### Task prompt
Pull out each line in the entries below that contains the word "forest" and copy it unchanged.

### Input material
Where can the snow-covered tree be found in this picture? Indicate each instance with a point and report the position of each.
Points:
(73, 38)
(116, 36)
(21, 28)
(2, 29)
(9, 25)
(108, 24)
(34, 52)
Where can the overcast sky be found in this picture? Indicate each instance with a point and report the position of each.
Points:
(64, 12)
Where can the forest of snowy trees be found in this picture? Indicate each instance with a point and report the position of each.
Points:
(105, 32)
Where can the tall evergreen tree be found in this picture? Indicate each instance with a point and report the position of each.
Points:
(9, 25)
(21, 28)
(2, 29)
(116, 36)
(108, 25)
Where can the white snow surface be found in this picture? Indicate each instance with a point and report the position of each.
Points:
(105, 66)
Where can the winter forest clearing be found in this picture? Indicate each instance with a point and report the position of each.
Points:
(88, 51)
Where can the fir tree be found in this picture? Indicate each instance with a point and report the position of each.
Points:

--

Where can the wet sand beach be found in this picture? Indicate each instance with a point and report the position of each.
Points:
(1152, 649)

### The solution
Where can the forest of snowy trees be found in this picture? Indicate each instance with a point and report the position of each.
Where can the winter forest clearing be found in this picture? Indicate each instance with a point and report the position of each.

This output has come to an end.